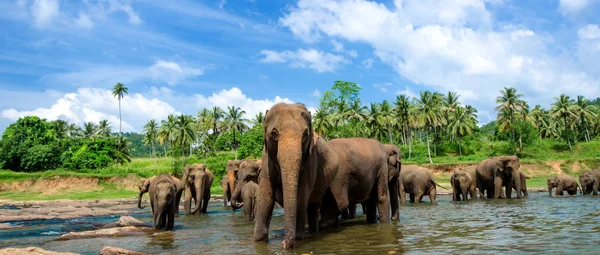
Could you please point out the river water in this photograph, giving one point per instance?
(537, 224)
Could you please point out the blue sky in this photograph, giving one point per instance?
(59, 59)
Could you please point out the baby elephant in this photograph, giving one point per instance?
(249, 192)
(563, 182)
(462, 183)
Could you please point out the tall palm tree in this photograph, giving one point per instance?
(586, 112)
(151, 130)
(216, 114)
(564, 107)
(104, 129)
(234, 121)
(119, 90)
(167, 132)
(460, 124)
(511, 101)
(184, 133)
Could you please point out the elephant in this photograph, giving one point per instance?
(463, 184)
(363, 176)
(144, 186)
(563, 182)
(394, 164)
(197, 181)
(249, 192)
(162, 193)
(495, 172)
(226, 190)
(590, 182)
(248, 172)
(297, 168)
(417, 181)
(231, 170)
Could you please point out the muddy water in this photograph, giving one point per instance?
(538, 224)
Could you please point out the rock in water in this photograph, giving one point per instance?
(32, 251)
(107, 250)
(109, 232)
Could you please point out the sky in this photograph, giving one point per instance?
(59, 59)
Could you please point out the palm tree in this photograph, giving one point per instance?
(429, 115)
(258, 119)
(460, 124)
(216, 114)
(586, 113)
(104, 129)
(150, 135)
(166, 133)
(564, 107)
(89, 130)
(119, 90)
(234, 121)
(511, 101)
(184, 133)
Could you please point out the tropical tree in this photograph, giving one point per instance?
(119, 90)
(234, 121)
(564, 107)
(151, 130)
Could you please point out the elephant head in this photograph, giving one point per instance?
(232, 169)
(249, 171)
(143, 187)
(196, 177)
(289, 142)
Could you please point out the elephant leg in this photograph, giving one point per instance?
(265, 204)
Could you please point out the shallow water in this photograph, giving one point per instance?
(532, 225)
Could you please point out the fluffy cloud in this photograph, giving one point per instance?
(447, 45)
(311, 58)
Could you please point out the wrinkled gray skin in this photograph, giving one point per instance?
(463, 184)
(590, 182)
(417, 182)
(226, 190)
(162, 199)
(144, 186)
(562, 182)
(249, 171)
(197, 182)
(496, 172)
(249, 192)
(297, 168)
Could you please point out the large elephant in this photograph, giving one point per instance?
(197, 181)
(162, 199)
(363, 176)
(562, 182)
(590, 182)
(495, 172)
(226, 190)
(248, 172)
(417, 182)
(144, 186)
(463, 184)
(298, 167)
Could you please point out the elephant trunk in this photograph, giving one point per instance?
(140, 200)
(236, 194)
(198, 185)
(289, 157)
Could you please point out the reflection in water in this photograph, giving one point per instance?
(538, 224)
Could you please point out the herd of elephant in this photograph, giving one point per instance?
(317, 181)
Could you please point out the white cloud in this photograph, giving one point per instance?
(448, 45)
(311, 58)
(368, 63)
(589, 32)
(44, 12)
(84, 21)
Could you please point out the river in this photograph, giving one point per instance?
(537, 224)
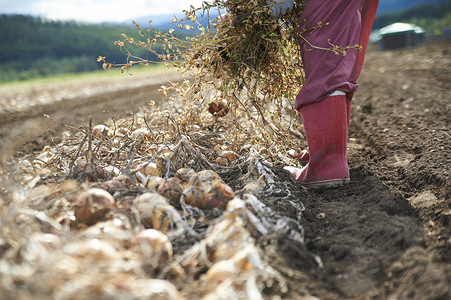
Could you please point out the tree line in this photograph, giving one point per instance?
(33, 47)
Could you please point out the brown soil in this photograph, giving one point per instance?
(387, 235)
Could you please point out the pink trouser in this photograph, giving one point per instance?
(350, 23)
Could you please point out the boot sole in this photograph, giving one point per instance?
(333, 183)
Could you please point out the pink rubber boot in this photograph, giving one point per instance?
(304, 155)
(326, 129)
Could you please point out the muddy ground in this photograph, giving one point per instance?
(386, 235)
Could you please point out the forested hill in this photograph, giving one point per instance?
(32, 47)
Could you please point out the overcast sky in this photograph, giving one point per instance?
(95, 11)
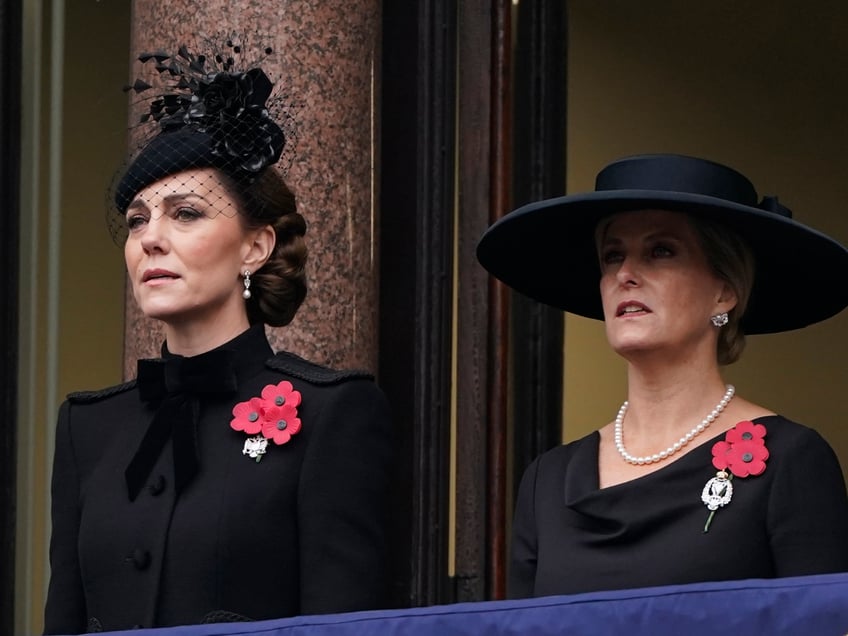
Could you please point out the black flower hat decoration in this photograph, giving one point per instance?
(207, 111)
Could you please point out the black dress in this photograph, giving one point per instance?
********
-- Task objective --
Leave every picture out and print exactly the lines from the one that contains "Could you please point out the muddy ground" through the last line of the material above.

-- Result for this task --
Could you please point out the muddy ground in this photograph, giving one point per instance?
(386, 235)
Could you please point out the forested hill in this photograph, giving one point per instance?
(32, 47)
Could you please point out the overcast sky in this photograph, giving one point per instance?
(95, 11)
Could you please point out the black flower hat decoration in this photograph, giving one point per instance?
(207, 111)
Could you please point out the black dress in this photograph, giving one point per instance?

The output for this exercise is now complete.